About an hour after the doors had opened the crowd started to push to the front, and a cheer went up as Syd Tha Kyd, Odd Future’s openly gay female DJ, came to the stage. She wore an oversized white T and no jewelry, and she took to her tables without a word. The young men surrounding me—most of whom, I’d estimate, were still in high school or in their early undergraduate years—stared at her in a kind of rapture. Some danced, and everyone chanted things, like the words to Soulja Boy’s “Pretty Boy Swag,” which was done with a careful balance of irony and earnestness. After two mixes, and a brief run offstage, Syd picked up a mic and announced that she’d been told “they were disappointed back there because y’all are acting like bitches.”

I went to the women’s room and, being, I guess, one of the few actual bitches in the audience, found no line.

TASKS:
1. In the concert passage, what was Syd Tha Kyd wearing when she came to the stage?
2. Please carry on the concert account from the point where it stops.

(Records from a data collection)
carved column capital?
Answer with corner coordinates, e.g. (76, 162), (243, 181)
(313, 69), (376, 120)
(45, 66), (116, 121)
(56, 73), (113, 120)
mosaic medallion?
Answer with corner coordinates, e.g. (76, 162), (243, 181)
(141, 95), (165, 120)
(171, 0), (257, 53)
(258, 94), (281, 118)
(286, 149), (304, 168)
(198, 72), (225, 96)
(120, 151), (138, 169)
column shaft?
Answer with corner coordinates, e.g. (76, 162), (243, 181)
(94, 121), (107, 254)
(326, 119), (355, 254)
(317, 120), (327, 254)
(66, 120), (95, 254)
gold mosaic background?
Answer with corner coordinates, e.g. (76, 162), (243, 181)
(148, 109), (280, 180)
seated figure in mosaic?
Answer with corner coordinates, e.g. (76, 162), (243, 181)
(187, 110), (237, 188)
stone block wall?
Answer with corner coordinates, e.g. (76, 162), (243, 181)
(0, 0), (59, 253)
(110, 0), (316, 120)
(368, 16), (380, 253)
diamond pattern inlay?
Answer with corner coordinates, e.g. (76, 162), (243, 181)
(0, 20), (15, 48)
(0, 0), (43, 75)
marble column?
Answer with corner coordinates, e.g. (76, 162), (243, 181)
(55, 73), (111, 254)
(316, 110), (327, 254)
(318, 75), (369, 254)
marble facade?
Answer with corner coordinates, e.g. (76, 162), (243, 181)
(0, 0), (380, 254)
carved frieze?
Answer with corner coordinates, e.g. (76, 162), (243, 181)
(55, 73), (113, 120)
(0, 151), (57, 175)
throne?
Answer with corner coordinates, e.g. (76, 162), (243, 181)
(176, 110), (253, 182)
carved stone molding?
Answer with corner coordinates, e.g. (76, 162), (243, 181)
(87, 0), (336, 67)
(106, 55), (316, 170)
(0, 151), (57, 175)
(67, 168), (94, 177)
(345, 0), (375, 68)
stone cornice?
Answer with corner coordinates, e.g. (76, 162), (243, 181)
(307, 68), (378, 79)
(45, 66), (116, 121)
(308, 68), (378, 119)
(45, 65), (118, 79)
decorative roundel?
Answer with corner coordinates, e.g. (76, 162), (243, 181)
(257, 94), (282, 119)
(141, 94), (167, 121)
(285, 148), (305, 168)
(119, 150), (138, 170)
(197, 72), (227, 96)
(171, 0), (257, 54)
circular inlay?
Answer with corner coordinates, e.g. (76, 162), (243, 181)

REPLIES:
1. An oversized white T and no jewelry.

2.
From my stall, I could hear a loud cheer go up. “Oh shit, we’re missing Tyler?” a girl yelped.

“All you’re missing,” I said, “is white boys jumping on each other.”

“Yeah, sister!” she shouted back, laughing. “About the white people.”

I came out to wash my hands and acknowledged her. We were both white women.

Back in the hall, I made my way again to the front half of the crowd and stood about ten deep at left center stage. Syd was actually just wrapping up her set, and everyone seemed charged, or just drunker, in anticipation of the 20-year-old who had named himself The Creator to arrive to the stage. He emerged minutes later in a blue-and-white baseball shirt and a hat. Syd dropped the beat—all Neptune scarcity, bass-line heavy—and the young men raged. They jumped and pushed and yelled and looked like they had never cared about a thing so much in their lives. It was, for the first 10 minutes or so, simply live and energetic and maybe even a little bit rapturous.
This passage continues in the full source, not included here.